### Stated problem
Repeat all of the material exactly as given.

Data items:

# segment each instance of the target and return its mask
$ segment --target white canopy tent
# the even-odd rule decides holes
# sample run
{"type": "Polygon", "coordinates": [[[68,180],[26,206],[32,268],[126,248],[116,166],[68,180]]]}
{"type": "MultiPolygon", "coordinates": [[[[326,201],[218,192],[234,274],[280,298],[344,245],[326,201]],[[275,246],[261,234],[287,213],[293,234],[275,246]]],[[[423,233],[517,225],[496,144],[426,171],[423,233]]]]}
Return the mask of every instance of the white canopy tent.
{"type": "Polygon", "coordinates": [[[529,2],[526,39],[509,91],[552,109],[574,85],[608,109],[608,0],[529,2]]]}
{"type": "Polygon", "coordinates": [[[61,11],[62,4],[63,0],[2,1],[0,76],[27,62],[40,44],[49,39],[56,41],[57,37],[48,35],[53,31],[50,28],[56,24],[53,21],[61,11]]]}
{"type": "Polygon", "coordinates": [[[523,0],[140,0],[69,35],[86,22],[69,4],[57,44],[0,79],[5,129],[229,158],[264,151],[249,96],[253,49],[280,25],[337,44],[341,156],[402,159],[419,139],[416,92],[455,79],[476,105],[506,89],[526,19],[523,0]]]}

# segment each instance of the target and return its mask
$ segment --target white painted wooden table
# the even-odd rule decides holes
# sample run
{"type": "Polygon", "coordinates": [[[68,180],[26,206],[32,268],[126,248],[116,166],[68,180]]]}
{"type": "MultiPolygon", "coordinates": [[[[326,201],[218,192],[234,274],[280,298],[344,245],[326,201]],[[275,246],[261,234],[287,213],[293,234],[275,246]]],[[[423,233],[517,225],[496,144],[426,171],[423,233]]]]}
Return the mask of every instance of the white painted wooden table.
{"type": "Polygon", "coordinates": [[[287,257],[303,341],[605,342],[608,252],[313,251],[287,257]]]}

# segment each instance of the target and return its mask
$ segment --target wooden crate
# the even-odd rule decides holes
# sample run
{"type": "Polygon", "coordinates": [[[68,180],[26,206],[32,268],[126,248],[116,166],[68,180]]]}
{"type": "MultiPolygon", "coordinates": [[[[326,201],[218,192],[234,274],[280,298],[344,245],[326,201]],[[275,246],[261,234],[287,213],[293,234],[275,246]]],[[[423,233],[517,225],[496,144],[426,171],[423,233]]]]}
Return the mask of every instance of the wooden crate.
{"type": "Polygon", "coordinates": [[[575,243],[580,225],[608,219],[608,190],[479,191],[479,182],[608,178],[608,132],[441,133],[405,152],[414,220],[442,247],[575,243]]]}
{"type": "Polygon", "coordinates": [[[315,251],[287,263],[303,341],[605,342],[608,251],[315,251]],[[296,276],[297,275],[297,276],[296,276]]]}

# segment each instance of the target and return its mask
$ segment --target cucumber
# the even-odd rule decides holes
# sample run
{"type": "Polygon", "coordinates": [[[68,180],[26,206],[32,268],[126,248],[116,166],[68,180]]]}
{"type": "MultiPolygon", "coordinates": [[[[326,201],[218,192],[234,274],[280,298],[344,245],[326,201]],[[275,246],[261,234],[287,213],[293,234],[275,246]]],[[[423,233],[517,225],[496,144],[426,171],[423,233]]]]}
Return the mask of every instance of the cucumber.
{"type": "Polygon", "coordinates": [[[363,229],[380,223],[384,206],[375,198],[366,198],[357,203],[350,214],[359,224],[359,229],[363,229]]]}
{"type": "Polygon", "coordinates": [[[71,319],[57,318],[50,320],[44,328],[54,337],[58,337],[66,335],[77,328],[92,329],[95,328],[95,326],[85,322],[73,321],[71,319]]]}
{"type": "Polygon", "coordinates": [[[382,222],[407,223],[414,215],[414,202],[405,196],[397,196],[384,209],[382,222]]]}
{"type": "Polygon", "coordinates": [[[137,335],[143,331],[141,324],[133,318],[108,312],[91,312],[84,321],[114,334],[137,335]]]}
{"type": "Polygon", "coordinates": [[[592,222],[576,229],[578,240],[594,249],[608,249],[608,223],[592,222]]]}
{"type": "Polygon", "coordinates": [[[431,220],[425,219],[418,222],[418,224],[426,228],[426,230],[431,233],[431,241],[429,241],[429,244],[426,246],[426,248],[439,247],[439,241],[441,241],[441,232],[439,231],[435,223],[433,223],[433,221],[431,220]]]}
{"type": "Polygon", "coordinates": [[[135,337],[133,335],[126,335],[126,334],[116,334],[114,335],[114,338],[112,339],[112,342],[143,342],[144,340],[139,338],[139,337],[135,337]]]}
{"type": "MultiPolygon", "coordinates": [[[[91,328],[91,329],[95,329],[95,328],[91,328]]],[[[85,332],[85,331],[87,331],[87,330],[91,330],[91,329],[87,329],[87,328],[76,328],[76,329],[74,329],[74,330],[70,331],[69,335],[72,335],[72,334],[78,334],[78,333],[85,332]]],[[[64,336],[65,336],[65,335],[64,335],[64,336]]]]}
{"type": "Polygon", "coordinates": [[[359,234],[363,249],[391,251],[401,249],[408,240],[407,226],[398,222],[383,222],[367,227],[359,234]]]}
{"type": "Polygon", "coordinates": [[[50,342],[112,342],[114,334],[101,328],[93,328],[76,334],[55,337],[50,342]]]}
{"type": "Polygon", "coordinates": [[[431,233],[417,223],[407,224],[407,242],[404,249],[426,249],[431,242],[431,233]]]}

### Output for this exercise
# segment each instance of the target and return its mask
$ segment --target white canopy tent
# the even-odd rule decides holes
# sample run
{"type": "Polygon", "coordinates": [[[68,180],[26,206],[32,268],[126,248],[116,166],[68,180]]]}
{"type": "MultiPolygon", "coordinates": [[[[326,201],[218,192],[234,274],[280,298],[344,245],[326,201]],[[275,246],[261,234],[287,213],[293,234],[275,246]]],[[[423,233],[517,225],[496,144],[426,171],[423,233]]]]}
Return the mask of every instance of the white canopy tent.
{"type": "Polygon", "coordinates": [[[529,2],[526,39],[509,91],[552,109],[574,85],[608,109],[608,0],[529,2]]]}
{"type": "Polygon", "coordinates": [[[61,11],[62,4],[63,0],[2,1],[0,76],[27,62],[40,44],[49,39],[56,41],[57,37],[48,35],[53,31],[50,28],[56,24],[53,21],[61,11]]]}
{"type": "Polygon", "coordinates": [[[523,0],[140,0],[69,35],[86,22],[69,4],[57,44],[0,79],[5,129],[229,158],[264,151],[249,96],[253,49],[280,25],[337,44],[341,156],[402,159],[419,139],[416,92],[455,79],[476,105],[506,89],[526,19],[523,0]]]}

# segment each instance of the target and return its mask
$ segment --target white painted wooden table
# the even-odd rule decides holes
# sample run
{"type": "Polygon", "coordinates": [[[68,180],[26,206],[32,268],[126,248],[116,166],[68,180]]]}
{"type": "MultiPolygon", "coordinates": [[[[326,201],[218,192],[234,274],[280,298],[344,245],[326,201]],[[275,246],[261,234],[287,213],[293,234],[275,246]]],[[[423,233],[517,225],[496,144],[426,171],[423,233]]]]}
Return the mask of every instance of the white painted wooden table.
{"type": "Polygon", "coordinates": [[[287,257],[303,341],[605,342],[608,252],[313,251],[287,257]]]}

# segment each instance of the target and return its mask
$ segment --target wooden crate
# the even-odd rule decides holes
# sample run
{"type": "Polygon", "coordinates": [[[68,180],[26,206],[32,268],[126,248],[116,166],[68,180]]]}
{"type": "MultiPolygon", "coordinates": [[[[326,201],[218,192],[234,274],[280,298],[344,245],[326,201]],[[275,246],[261,234],[287,213],[293,234],[275,246]]],[[[423,233],[517,225],[496,144],[426,171],[423,233]]]]}
Return the mask of every instance of the wooden crate.
{"type": "Polygon", "coordinates": [[[575,243],[580,225],[608,219],[608,190],[479,191],[479,182],[608,178],[608,132],[441,133],[405,152],[414,220],[442,247],[575,243]]]}
{"type": "Polygon", "coordinates": [[[315,251],[287,263],[303,341],[605,342],[608,251],[315,251]],[[296,276],[297,275],[297,276],[296,276]]]}

# segment each instance of the target and return its mask
$ segment --target cucumber
# the even-odd rule decides holes
# sample run
{"type": "Polygon", "coordinates": [[[68,180],[26,206],[32,268],[126,248],[116,166],[68,180]]]}
{"type": "MultiPolygon", "coordinates": [[[[326,201],[218,192],[234,274],[280,298],[344,245],[326,201]],[[275,246],[261,234],[287,213],[293,234],[275,246]]],[[[423,233],[517,225],[496,144],[426,171],[423,233]]]]}
Return the mask of every instance of the cucumber.
{"type": "Polygon", "coordinates": [[[363,229],[380,223],[384,206],[375,198],[366,198],[357,203],[350,214],[359,224],[359,229],[363,229]]]}
{"type": "Polygon", "coordinates": [[[71,319],[57,318],[50,320],[44,328],[54,337],[58,337],[66,335],[77,328],[92,329],[95,328],[95,326],[85,322],[73,321],[71,319]]]}
{"type": "Polygon", "coordinates": [[[382,222],[407,223],[414,215],[414,202],[405,196],[397,196],[384,209],[382,222]]]}
{"type": "Polygon", "coordinates": [[[137,335],[143,331],[141,324],[133,318],[108,312],[91,312],[84,321],[114,334],[137,335]]]}
{"type": "Polygon", "coordinates": [[[592,222],[576,229],[578,240],[594,249],[608,249],[608,223],[592,222]]]}
{"type": "Polygon", "coordinates": [[[431,220],[425,219],[418,222],[418,224],[426,228],[426,230],[431,233],[431,241],[429,241],[429,244],[426,246],[426,248],[439,247],[439,241],[441,241],[441,232],[439,231],[435,223],[433,223],[433,221],[431,220]]]}
{"type": "Polygon", "coordinates": [[[135,337],[133,335],[126,335],[126,334],[116,334],[114,335],[114,338],[112,339],[112,342],[143,342],[144,340],[139,338],[139,337],[135,337]]]}
{"type": "MultiPolygon", "coordinates": [[[[91,328],[91,329],[95,329],[95,328],[91,328]]],[[[85,332],[85,331],[87,331],[87,330],[91,330],[91,329],[87,329],[87,328],[76,328],[76,329],[74,329],[74,330],[70,331],[69,335],[72,335],[72,334],[78,334],[78,333],[85,332]]],[[[64,336],[65,336],[65,335],[64,335],[64,336]]]]}
{"type": "Polygon", "coordinates": [[[359,234],[363,249],[391,251],[401,249],[408,240],[407,226],[398,222],[383,222],[367,227],[359,234]]]}
{"type": "Polygon", "coordinates": [[[50,342],[112,342],[114,334],[101,328],[93,328],[76,334],[55,337],[50,342]]]}
{"type": "Polygon", "coordinates": [[[431,233],[417,223],[407,224],[407,242],[404,249],[426,249],[431,242],[431,233]]]}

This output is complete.